PASSAGE SHOWN below:

The Internal Revenue Service (IRS) has embarked on a “sweeping, historic” tax enforcement initiative using artificial intelligence (AI) and other advanced technologies to more effectively identify tax evaders.
The new technology-driven enforcement is aimed at higher-earning Americans and large corporations, with a promise not to increase audit rates for those earning less than $400,000 per year. The IRS’s new enforcement thrust will focus on cases involving taxpayers earning over $1 million with a recognized tax debt of more than $250,000.
IRS Commissioner Danny Werfel stated that these changes would be driven by improved technology and AI, helping IRS compliance teams better detect tax cheating and identify emerging compliance threats. He added that the use of AI and complex computer algorithms has already enabled the agency to flag and open investigations into 75 of the largest partnerships in the United States, each with over $10 billion in assets on average.
This new IRS strategy has been enabled by the Inflation Reduction Act, which included around $80 billion to expand the IRS’s budget over a decade. However, due to a debt-ceiling deal between Biden and House Majority Leader Kevin McCarthy, the additional IRS funding has been reduced to around $60 billion.

End of PASSAGE SHOWN.
RECORDED INFORMATION below:

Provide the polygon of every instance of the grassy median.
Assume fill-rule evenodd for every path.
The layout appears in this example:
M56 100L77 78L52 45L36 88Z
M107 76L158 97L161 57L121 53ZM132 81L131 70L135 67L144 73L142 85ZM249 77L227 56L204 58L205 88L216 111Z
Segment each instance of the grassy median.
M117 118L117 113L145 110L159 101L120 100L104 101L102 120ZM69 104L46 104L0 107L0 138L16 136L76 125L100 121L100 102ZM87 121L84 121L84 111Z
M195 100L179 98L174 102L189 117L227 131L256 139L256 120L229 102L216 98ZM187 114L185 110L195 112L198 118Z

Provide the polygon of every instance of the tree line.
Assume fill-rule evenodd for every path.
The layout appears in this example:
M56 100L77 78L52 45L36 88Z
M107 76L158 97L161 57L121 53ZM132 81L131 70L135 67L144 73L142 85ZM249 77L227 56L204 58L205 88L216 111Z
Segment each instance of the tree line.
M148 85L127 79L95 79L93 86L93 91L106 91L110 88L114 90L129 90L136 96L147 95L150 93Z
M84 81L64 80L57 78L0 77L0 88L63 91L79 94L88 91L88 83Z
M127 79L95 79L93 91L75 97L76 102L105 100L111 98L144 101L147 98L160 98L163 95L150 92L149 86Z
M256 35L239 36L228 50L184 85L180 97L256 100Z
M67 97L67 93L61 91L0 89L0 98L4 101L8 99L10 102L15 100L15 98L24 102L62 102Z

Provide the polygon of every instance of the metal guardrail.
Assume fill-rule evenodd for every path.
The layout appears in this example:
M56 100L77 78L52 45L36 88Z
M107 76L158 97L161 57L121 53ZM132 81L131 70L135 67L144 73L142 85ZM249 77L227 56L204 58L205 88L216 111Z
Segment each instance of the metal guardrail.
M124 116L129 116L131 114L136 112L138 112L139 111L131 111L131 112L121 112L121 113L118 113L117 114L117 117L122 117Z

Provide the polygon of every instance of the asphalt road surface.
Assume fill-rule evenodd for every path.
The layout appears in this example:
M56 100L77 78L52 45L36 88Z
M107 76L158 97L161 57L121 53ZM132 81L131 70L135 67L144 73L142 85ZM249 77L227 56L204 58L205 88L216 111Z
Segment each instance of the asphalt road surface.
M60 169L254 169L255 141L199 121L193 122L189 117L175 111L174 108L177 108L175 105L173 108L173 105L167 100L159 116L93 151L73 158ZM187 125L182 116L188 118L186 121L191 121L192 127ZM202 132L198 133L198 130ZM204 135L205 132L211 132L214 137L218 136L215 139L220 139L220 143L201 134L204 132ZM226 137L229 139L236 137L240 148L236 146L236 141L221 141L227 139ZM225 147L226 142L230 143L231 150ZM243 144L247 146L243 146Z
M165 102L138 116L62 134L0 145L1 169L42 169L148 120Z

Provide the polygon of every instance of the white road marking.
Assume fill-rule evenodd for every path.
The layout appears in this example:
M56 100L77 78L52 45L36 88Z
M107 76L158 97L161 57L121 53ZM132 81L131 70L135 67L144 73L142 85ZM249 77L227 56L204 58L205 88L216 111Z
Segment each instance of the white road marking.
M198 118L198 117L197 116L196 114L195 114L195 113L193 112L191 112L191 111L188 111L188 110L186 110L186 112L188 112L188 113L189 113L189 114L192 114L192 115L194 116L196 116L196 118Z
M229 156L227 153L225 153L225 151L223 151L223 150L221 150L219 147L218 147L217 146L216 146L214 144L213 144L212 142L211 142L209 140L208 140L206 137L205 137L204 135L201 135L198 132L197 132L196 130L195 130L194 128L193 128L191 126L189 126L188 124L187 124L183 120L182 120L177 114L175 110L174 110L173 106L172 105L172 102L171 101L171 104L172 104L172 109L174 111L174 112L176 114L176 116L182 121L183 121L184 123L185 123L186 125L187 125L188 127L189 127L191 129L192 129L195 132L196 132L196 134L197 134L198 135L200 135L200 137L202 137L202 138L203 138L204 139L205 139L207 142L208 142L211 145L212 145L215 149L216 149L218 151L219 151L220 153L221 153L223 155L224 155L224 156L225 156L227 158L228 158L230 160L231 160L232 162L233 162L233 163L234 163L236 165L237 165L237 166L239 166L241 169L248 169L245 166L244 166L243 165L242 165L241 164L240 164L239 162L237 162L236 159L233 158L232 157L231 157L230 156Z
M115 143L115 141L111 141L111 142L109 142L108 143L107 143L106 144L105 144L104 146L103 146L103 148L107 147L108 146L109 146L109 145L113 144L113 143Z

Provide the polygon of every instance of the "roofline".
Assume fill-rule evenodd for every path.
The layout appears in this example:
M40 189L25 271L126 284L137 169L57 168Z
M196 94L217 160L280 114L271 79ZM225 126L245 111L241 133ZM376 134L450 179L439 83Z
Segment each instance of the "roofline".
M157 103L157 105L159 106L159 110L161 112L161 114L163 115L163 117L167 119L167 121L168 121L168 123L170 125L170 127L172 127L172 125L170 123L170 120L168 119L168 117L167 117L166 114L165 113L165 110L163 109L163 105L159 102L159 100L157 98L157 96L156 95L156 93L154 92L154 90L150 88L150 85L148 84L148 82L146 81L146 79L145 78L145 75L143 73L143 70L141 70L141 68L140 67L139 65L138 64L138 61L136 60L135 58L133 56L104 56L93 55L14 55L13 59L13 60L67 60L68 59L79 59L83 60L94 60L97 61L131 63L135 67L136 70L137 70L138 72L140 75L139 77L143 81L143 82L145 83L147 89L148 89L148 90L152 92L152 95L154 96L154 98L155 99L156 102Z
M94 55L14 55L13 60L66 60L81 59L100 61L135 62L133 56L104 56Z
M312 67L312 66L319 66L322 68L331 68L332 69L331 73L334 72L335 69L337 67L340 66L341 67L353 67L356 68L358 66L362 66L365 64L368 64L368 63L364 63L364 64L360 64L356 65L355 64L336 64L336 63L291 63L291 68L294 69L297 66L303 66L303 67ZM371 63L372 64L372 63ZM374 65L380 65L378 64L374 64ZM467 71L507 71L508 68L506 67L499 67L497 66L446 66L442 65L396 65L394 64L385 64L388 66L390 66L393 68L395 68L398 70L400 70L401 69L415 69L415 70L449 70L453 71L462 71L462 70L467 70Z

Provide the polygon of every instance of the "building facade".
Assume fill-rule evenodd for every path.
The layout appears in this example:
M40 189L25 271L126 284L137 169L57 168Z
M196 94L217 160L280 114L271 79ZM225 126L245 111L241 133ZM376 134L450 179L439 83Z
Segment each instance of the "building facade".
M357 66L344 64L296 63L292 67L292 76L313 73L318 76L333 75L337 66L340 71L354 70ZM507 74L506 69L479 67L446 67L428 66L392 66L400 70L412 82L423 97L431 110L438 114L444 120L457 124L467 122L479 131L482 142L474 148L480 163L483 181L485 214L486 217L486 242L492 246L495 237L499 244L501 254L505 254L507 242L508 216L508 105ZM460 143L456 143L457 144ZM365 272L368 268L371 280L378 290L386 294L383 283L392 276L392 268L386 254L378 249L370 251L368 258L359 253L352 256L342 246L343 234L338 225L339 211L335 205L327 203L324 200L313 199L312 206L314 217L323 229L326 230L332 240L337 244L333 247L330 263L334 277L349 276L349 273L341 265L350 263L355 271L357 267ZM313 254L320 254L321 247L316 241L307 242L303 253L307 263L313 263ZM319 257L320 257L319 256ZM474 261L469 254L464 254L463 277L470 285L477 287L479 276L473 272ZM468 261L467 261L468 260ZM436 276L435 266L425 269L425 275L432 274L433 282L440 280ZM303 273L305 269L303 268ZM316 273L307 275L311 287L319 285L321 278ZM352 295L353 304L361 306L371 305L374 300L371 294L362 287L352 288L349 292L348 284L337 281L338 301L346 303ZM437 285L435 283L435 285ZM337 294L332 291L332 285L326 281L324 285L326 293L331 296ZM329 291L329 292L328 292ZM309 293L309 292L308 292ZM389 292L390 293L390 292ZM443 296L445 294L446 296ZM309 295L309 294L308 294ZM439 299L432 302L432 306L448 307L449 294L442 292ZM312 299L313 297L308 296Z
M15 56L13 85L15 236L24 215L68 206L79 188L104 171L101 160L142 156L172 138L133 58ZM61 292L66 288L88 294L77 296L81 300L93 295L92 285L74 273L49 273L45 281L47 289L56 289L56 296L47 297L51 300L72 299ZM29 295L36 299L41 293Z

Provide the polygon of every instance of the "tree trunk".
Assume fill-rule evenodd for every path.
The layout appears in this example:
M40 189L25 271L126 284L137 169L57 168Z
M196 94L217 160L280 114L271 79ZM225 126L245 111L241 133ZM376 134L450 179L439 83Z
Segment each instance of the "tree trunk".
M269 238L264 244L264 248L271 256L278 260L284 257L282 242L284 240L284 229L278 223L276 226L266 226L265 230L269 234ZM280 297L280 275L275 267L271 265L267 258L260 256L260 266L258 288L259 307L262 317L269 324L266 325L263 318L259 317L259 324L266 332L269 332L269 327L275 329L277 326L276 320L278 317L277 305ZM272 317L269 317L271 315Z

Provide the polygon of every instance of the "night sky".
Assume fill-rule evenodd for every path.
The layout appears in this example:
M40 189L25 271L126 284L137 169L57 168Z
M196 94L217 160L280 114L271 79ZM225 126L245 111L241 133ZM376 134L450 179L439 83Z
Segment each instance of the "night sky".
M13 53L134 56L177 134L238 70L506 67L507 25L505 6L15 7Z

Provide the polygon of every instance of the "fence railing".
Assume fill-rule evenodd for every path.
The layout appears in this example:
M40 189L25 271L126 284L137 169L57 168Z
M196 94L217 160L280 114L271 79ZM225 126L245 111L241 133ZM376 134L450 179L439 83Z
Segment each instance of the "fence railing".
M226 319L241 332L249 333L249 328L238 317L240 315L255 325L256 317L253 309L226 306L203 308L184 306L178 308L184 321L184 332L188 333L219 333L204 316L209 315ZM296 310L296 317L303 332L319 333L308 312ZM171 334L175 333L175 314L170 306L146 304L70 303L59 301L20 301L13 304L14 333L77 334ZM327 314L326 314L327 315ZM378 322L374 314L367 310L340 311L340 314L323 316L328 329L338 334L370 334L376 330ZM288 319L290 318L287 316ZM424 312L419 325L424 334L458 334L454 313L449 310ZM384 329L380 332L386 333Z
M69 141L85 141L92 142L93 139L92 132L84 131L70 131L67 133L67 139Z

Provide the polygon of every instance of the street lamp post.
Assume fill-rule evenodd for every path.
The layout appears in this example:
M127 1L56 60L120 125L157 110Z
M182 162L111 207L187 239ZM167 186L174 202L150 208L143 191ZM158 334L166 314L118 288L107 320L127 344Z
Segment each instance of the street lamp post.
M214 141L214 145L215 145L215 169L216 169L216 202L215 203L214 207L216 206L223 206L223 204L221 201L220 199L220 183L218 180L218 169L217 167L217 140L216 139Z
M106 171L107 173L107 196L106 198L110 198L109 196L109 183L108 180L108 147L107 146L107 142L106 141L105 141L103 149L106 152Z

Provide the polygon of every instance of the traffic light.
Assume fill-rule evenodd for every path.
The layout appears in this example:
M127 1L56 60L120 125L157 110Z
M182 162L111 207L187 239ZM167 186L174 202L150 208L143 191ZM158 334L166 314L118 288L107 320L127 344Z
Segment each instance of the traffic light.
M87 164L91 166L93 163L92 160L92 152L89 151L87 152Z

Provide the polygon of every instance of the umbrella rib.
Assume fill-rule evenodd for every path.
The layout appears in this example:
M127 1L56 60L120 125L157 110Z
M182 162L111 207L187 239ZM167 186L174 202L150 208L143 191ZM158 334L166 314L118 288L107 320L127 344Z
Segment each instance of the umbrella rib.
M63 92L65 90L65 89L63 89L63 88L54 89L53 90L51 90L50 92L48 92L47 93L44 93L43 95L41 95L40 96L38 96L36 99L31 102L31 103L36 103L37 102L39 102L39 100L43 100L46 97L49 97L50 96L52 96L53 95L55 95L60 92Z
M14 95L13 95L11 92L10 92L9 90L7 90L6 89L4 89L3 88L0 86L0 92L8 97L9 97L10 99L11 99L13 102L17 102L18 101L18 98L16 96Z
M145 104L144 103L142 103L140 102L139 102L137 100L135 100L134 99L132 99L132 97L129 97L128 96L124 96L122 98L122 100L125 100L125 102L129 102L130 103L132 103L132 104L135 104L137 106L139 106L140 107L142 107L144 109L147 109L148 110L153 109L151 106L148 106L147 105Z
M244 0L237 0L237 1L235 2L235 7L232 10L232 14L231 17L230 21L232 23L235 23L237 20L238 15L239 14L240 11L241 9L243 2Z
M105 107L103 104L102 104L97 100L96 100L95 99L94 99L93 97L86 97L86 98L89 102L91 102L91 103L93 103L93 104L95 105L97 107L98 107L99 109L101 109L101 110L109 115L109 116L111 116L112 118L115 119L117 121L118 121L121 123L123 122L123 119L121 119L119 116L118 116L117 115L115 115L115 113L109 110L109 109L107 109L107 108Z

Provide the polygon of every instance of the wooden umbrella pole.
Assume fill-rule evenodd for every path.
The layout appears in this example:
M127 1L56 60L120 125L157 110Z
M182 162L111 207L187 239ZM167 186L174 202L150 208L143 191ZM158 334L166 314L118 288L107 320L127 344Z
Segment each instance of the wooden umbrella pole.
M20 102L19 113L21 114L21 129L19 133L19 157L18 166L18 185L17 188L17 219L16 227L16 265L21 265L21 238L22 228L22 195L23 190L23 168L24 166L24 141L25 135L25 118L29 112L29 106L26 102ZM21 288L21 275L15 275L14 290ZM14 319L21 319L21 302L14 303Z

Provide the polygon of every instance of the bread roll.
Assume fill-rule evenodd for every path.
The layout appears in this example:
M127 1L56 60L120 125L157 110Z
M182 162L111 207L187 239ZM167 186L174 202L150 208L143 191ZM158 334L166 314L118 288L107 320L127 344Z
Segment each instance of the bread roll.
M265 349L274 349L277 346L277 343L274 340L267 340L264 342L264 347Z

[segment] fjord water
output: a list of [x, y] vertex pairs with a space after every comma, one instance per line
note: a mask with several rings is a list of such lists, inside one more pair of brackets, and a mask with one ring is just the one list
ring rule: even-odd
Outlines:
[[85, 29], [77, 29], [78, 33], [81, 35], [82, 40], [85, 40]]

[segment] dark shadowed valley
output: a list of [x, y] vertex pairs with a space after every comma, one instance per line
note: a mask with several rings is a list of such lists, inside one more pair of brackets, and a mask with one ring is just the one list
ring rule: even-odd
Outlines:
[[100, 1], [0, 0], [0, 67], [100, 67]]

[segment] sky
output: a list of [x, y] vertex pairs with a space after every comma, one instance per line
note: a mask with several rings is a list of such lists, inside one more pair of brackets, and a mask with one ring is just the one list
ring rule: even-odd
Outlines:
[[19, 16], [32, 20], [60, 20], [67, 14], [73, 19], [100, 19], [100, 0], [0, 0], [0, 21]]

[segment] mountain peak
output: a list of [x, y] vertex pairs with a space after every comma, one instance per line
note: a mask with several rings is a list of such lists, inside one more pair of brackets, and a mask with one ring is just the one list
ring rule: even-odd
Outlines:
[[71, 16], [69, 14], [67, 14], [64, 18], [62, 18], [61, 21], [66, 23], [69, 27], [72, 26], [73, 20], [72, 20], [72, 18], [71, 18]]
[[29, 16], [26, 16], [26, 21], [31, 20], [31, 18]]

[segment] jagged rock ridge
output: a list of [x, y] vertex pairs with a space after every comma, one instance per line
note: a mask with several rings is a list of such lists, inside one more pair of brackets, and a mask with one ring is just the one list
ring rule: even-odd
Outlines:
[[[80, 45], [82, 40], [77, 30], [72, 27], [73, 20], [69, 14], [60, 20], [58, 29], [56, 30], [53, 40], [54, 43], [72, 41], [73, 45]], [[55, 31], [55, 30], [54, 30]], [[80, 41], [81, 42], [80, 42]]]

End of RECORDED INFORMATION.

**TO DO:**
a) According to the IRS article, how many of the largest partnerships in the United States has the agency flagged and opened investigations into?
b) In the IRS article, swap "large corporations" for "major corporations" and give the stretch from "The new technology-driven" through "more than $250,000." with that change.

**ANSWERS TO THE EXERCISE:**
a) 75

b)
The new technology-driven enforcement is aimed at higher-earning Americans and major corporations, with a promise not to increase audit rates for those earning less than $400,000 per year. The IRS’s new enforcement thrust will focus on cases involving taxpayers earning over $1 million with a recognized tax debt of more than $250,000.